:: Written request a ::
Display each line of the listing below that contains the word "welding".
* Begin Passage to read *
Hello, thank you for dropping in. We are adjusting to the changing routines that a new academic year brings, although things won't really settle until The Mathematician goes back to university on Saturday.
I must admit that I am in a bit of a slump. When my head feels full of cotton wool and my heart is sagging, the Best Beloved knows that I need to go to a high place, literally and geographically, and on Sunday afternoon that's just what we did. We drove to Church Stretton and took The Burway, an ancient route which leads up the Long Mynd. Mynydd is the Welsh word for "mountain" and so this is Shropshire's Long Mountain, a rocky plateau about ten miles long in the Shropshire Hills - of course, if you were one of Malcolm Saville's Lone Piners you will know it well. It's heathland and moorland, grazed by sheep and ponies, and we just missed the heather, we must go a little earlier next year to catch its purple glory.
We stopped to look back down at Church Stretton, so far below us that it looks like Toytown
Eventually we reached the far end of the plateau and got out of the car. This is the Starboard Way, a route for walkers and riders. It was chilly up there and windy, it's always windy -
Now the wind is put to good purpose up here: there has been a gliding club here since the 1930s and we spent a while watching them take off and swoop around the sky. The sheep didn't seem to be particularly bothered, they must be used to it!
* End Passage to read *
* Begin Input for this task *
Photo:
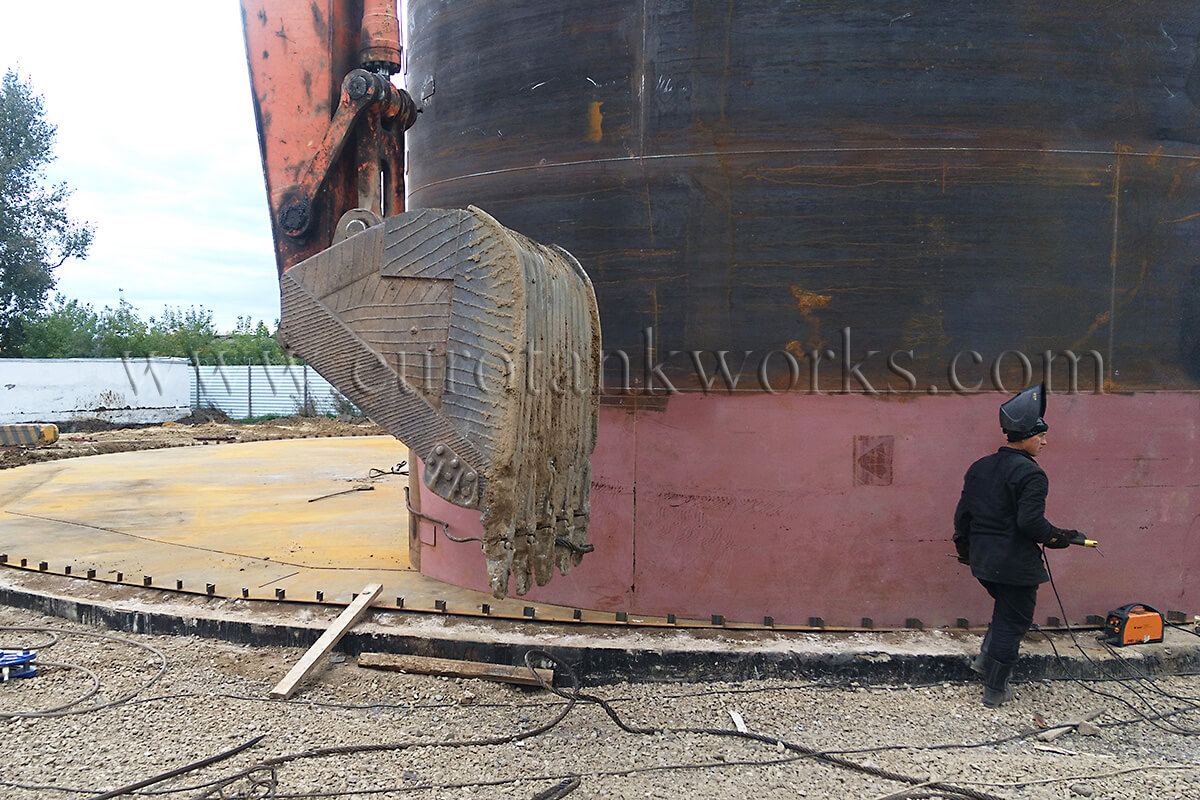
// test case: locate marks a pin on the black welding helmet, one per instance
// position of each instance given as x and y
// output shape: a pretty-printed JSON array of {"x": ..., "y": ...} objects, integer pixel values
[{"x": 1020, "y": 416}]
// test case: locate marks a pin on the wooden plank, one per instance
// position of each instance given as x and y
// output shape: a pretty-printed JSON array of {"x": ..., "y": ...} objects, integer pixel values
[
  {"x": 453, "y": 668},
  {"x": 345, "y": 621}
]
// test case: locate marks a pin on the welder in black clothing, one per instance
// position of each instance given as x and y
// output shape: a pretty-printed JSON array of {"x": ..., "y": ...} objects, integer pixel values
[{"x": 999, "y": 525}]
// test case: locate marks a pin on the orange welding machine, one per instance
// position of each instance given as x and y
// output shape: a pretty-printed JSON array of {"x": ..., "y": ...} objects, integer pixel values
[{"x": 1133, "y": 624}]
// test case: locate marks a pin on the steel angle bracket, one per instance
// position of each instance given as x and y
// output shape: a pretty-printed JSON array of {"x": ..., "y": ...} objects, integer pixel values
[{"x": 478, "y": 348}]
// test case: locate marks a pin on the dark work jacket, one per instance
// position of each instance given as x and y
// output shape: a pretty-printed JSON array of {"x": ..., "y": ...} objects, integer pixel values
[{"x": 1001, "y": 518}]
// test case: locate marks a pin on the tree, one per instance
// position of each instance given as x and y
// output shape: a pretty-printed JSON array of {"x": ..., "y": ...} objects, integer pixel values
[
  {"x": 67, "y": 329},
  {"x": 36, "y": 233}
]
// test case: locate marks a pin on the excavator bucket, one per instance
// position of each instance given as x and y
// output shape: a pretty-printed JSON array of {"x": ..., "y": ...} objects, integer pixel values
[{"x": 478, "y": 348}]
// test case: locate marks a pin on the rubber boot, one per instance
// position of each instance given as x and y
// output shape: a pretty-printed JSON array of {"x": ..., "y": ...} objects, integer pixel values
[
  {"x": 981, "y": 661},
  {"x": 996, "y": 690}
]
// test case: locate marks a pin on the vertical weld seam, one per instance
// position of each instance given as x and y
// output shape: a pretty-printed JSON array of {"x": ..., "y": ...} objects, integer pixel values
[
  {"x": 642, "y": 102},
  {"x": 1113, "y": 258}
]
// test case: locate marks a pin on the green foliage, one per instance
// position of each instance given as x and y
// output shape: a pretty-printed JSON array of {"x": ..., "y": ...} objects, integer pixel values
[
  {"x": 69, "y": 329},
  {"x": 36, "y": 234}
]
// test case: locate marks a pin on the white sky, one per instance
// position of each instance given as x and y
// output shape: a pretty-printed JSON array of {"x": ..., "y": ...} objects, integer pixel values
[{"x": 156, "y": 138}]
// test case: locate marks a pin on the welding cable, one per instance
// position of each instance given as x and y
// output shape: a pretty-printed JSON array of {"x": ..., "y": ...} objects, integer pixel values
[
  {"x": 573, "y": 697},
  {"x": 71, "y": 709},
  {"x": 376, "y": 473},
  {"x": 1143, "y": 678},
  {"x": 54, "y": 639},
  {"x": 837, "y": 761},
  {"x": 1021, "y": 785},
  {"x": 445, "y": 525},
  {"x": 180, "y": 770},
  {"x": 54, "y": 711},
  {"x": 1170, "y": 727},
  {"x": 1182, "y": 627},
  {"x": 1141, "y": 716},
  {"x": 382, "y": 747}
]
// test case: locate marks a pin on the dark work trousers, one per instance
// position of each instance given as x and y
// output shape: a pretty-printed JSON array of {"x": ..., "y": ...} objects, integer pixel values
* End Input for this task *
:: Written request b ::
In the post about the Long Mynd, what does the Welsh word "Mynydd" mean?

:: Answer a ::
// test case: locate marks a pin on the black welding helmet, one per instance
// test case: locate marks a pin on the orange welding machine, one per instance
// test case: locate marks a pin on the welding cable, one per instance

:: Answer b ::
It means "mountain."